_Text for analysis_.
════════════════

On a crisp fall day, Donna M. Gauthier, newly widowed fiancé of U.S. Coast Guard Commander William “Bill” Goetzee, shows a visitor into their suburban home in Laplace, La.
This Christmas will be her first holiday season without him since his arrest on Aug. 2 and his suicide inside Orleans Parish Prison Aug. 7. “Bill’s life should not be remembered or defined by two days in 2011,” Gauthier says.
Goetzee was a decorated hero of both Hurricane Katrina and the Gulf oil spill. His white uniform caps, commendations, oil spill training certificates and college diplomas are spread throughout the house – a neatly mapped coastline of a proud career.
During the first week after Hurricane Katrina hit in 2005, then-Lt. Commander Goetzee responded to more than 1,600 distress calls, according to a medaled commendation. “He also coordinated a joint effort between the Coast Guard and the United States Navy, resulting in the rescue of critical care patients at Charity Hospital.” In addition, he secured the delivery of fresh drinking water to the storm-weary crew of a ship under a Lithuanian flag.

════════════════

_What this exercise asks_.
A – In the article about Commander William Goetzee, which of his belongings are described as spread throughout the house?
B – Write the next part of the article about Commander William Goetzee, starting after its last sentence.

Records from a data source
════════════════

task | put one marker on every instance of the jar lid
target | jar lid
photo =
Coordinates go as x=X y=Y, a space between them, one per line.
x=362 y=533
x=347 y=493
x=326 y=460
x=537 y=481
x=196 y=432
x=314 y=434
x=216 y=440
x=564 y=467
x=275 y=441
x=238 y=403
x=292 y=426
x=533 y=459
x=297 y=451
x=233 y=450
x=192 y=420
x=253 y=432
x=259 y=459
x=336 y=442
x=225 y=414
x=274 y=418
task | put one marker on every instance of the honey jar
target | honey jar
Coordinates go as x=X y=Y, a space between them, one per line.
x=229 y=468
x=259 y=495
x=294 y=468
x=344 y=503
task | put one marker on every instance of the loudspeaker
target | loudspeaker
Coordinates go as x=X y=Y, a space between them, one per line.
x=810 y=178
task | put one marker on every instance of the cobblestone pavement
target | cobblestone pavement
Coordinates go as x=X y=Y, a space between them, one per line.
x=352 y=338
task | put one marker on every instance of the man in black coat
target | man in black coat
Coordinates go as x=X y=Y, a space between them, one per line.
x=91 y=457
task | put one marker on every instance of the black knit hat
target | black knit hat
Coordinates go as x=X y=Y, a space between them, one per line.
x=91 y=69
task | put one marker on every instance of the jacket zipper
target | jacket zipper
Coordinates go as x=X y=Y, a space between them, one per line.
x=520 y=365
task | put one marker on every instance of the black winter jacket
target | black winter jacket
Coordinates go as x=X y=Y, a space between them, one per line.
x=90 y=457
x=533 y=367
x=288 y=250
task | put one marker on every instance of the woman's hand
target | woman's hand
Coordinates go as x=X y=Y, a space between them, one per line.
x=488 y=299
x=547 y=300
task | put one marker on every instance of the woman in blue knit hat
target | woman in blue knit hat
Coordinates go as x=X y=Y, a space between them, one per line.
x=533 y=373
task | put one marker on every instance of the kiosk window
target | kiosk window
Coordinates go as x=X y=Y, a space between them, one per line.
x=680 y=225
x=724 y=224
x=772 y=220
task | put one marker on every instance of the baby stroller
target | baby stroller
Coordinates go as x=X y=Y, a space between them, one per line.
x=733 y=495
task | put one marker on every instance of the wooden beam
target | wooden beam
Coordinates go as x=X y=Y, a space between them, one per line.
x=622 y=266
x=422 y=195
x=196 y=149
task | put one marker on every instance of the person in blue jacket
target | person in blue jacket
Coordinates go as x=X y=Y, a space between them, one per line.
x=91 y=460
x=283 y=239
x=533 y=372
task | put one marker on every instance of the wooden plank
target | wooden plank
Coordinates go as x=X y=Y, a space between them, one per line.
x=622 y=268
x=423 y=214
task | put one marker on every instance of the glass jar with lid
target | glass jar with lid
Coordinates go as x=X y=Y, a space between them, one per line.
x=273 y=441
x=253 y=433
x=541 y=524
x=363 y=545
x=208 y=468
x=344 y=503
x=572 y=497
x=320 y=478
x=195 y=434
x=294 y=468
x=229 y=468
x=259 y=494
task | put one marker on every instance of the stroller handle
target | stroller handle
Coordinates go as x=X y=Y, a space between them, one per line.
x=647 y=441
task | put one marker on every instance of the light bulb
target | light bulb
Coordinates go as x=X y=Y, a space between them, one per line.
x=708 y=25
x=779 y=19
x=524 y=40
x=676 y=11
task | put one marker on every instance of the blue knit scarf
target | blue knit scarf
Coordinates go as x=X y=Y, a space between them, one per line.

════════════════

_Expected results_.
A –
- His white uniform caps
- His commendations
- His oil spill training certificates
- His college diplomas

B –
In 2010, Goetzee’s environmental expertise helped the Coast Guard battle the worst offshore oil spill in U.S. history.
“His clear and effective communication of updated results allowed senior decision-makers, including the National Incident Commander [Admiral Thad Allen], to make critical national-level response decisions,” read a medaled commendation issued weeks before Goetzee’s death.
He coordinated the Coast Guard’s subsurface monitoring program of the leaking wellhead in the Gulf. He also developed a streamlined decontamination process guide for maritime vessels, which became the standard during the environmental disaster.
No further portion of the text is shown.